PASSAGE FOR REVIEW

····················

Total Power is my 19th installment in the CIA super-agent Mitch Rapp series created by fellow Minnesotan Vince Flynn. Since Flynn’s untimely death in 2013 of prostate cancer, author Kyle Mills has taken the helm. The Mitch Rapp saga isn’t as good, but these thrillers still have great storylines and are fun to read.

In Total Power, Mitch captures ISIS’s top technology expert while he is on his way to meet a man who claims he can take down the American power grid. Despite the Agency’s best efforts, the terrorist accomplishes that very thing; computers and communication networks crash, fuel doesn’t flow from gas stations, water and sanitation systems are on the brink of collapse, and the supply of food is running out.

It could take months, if not years, to get the power up and running. Rapp and his team of extraordinary heroes embark on a mission to find the only people who can repair the damage and prevent ultimate chaos from collapsing the nation… the terrorists, themselves.

This is an absorbing story about what would happen if terrorists took down the power grid… a frightening thought, to be sure. How would the American people cope without their gadgets? I appreciate Mills’ writing style; he is a storyteller who doesn’t try too hard to build flowery sentences. The book was good, but the ending was too abrupt. Will I read #20 in the Mitch Rapp series? Probably, but this one only gets 3 stars.


The Sisters Sweet
by Elizabeth Weiss

The vaudeville era of US entertainment history took place in the early 1920s and featured a variety of specialty acts: singers, dancers, trained animals, ventriloquists, magicians, clowns, etc. Comic giants Laurel & Hardy were among the biggest names on vaudeville stages, as were renowned celebrities Mickey Rooney, Jack Haley, and the Marx Brothers.

The Sisters Sweet by Elizabeth Weiss takes place between 1918 and the early 1930s. It’s about Harriet and Josie, two sisters who perform for eleven years as conjoined twins at the behest of their parents, former stars. When they are exposed as frauds, Josie runs away to Hollywood and her family falls on hard times as the Great Depression grips the country. Harriet, the less talented sister, struggles with growing up as her sister seeks fame and fortune.

····················

In the book reviews above, who took over writing the Mitch Rapp series after Vince Flynn died?

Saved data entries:
····················

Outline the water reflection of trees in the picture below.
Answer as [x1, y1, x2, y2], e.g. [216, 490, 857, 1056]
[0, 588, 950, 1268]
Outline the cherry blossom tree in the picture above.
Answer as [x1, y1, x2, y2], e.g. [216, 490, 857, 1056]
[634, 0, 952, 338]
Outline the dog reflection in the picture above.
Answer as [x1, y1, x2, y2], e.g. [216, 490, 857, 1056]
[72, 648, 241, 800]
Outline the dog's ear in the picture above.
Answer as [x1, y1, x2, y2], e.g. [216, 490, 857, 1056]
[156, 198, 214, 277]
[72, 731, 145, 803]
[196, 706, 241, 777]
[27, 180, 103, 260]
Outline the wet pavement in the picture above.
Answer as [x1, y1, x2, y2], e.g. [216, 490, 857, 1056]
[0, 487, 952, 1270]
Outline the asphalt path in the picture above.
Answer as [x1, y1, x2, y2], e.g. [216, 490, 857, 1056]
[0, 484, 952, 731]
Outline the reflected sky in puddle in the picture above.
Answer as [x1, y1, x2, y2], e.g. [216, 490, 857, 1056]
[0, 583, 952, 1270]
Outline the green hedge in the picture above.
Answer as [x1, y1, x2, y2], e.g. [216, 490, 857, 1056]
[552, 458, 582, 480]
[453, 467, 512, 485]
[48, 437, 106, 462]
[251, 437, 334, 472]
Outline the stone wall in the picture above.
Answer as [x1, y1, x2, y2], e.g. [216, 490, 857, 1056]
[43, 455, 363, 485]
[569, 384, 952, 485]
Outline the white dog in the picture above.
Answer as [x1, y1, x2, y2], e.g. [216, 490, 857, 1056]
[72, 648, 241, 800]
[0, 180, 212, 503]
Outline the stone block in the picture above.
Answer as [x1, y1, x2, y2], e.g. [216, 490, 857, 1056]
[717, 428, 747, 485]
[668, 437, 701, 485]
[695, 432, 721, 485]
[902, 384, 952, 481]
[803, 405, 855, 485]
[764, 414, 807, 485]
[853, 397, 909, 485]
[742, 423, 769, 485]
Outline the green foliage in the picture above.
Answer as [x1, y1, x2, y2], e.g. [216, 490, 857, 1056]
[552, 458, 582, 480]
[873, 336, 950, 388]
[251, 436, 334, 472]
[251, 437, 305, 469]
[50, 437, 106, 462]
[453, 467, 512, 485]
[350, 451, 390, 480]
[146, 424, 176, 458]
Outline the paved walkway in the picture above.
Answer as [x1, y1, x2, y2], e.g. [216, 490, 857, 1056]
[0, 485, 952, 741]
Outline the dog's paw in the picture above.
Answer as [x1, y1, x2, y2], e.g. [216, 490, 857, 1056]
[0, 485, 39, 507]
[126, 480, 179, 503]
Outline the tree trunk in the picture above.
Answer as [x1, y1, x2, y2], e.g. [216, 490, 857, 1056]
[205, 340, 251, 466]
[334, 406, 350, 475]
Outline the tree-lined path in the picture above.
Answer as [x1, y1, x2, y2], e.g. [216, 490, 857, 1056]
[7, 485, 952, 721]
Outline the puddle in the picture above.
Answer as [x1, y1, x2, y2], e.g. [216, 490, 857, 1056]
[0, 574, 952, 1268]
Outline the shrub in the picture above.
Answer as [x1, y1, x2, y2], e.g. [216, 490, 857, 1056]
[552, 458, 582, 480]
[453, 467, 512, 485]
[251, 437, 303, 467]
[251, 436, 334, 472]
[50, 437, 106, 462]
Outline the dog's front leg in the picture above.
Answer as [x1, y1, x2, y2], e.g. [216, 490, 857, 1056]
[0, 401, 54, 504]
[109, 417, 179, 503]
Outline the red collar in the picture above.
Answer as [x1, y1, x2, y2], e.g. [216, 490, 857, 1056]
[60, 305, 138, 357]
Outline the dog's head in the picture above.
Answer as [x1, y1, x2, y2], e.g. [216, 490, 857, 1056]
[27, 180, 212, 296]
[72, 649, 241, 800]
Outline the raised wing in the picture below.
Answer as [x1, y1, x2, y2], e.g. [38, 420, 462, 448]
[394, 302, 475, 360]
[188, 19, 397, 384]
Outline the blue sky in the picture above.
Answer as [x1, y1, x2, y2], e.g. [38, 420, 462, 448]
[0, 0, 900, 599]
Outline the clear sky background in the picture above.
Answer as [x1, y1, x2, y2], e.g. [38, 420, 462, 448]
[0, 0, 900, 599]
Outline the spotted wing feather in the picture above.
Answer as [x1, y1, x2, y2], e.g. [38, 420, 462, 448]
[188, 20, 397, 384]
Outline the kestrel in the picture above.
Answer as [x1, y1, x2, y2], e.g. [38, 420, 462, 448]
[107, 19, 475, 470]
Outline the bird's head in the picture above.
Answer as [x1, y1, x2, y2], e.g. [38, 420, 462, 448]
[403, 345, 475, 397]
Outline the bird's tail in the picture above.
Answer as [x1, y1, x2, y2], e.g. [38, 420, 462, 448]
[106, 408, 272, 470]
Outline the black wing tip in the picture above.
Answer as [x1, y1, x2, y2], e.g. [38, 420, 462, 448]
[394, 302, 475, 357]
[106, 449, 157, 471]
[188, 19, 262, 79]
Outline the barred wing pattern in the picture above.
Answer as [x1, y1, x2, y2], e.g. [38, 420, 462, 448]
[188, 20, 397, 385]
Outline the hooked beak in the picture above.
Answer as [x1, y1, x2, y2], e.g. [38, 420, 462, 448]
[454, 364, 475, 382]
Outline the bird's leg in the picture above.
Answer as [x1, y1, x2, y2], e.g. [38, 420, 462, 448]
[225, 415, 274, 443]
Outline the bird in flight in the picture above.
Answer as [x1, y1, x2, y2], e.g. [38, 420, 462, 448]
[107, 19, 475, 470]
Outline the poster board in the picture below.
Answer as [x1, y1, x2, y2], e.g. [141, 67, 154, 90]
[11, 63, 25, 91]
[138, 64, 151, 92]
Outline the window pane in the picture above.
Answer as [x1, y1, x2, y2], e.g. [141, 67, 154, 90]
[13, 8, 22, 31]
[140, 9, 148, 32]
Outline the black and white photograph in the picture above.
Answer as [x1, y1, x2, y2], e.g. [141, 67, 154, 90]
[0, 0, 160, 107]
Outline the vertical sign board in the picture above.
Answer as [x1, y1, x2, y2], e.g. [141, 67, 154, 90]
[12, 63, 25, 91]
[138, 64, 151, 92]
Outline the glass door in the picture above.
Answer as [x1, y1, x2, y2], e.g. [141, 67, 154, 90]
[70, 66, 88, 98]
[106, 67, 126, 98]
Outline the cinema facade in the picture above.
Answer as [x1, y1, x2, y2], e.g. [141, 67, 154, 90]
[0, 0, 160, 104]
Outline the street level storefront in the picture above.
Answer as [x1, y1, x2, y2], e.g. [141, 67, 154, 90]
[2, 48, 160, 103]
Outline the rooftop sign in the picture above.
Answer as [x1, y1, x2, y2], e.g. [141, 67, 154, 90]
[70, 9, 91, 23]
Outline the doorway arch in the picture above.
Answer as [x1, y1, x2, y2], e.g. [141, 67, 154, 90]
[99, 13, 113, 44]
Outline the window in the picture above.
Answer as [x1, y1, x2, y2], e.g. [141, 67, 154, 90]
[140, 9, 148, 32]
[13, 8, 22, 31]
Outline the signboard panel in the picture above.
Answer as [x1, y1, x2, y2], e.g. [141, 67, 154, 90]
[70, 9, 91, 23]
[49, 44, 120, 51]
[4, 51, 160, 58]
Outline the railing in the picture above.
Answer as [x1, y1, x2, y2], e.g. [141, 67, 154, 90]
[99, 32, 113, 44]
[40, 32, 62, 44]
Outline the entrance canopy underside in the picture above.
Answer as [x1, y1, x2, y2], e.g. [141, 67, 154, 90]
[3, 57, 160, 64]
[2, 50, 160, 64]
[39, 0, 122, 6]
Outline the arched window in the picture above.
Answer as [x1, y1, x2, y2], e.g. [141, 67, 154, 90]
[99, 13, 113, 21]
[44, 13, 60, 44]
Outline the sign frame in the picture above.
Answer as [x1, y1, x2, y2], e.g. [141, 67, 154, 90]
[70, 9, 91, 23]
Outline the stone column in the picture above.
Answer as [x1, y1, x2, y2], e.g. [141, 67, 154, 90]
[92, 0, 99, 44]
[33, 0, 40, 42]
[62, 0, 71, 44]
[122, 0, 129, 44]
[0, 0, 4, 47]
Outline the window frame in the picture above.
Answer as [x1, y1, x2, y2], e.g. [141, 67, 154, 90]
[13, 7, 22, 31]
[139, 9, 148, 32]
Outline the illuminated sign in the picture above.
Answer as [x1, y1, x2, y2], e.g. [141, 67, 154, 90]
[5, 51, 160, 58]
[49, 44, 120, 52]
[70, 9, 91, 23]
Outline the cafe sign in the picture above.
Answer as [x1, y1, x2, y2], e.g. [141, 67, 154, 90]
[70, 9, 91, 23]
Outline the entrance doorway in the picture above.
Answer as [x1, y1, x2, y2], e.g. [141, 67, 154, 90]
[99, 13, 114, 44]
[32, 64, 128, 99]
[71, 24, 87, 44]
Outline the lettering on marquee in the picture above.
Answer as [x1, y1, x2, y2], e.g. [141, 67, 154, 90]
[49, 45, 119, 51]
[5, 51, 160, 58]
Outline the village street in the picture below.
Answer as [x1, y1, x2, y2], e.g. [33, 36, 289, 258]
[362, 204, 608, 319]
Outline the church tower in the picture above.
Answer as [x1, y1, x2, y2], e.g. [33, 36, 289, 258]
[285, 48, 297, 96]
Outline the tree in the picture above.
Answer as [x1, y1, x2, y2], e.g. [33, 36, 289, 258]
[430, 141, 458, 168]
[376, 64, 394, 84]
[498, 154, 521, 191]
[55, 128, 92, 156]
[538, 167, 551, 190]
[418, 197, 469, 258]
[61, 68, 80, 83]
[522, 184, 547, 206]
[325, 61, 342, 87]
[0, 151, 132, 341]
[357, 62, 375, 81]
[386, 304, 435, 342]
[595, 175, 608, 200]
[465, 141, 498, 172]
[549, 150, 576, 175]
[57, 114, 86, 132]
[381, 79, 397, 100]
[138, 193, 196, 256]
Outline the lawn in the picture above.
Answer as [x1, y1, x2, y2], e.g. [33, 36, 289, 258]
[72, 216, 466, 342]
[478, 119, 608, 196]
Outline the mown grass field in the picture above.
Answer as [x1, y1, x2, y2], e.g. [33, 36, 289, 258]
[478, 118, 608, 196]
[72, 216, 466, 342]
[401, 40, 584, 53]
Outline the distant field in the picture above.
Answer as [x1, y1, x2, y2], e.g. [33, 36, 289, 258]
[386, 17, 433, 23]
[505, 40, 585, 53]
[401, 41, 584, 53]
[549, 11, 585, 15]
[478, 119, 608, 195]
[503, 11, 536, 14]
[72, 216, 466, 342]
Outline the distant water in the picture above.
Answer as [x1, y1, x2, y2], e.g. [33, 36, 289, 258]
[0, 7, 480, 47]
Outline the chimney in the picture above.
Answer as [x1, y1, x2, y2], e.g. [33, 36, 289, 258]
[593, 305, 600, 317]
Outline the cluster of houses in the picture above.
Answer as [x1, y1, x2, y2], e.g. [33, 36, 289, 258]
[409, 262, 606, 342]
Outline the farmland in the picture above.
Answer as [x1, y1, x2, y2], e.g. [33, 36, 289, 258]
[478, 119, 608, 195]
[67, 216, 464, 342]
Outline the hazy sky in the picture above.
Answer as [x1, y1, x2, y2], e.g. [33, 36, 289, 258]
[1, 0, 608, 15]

····················

RESPONSE TO THE TASK
Kyle Mills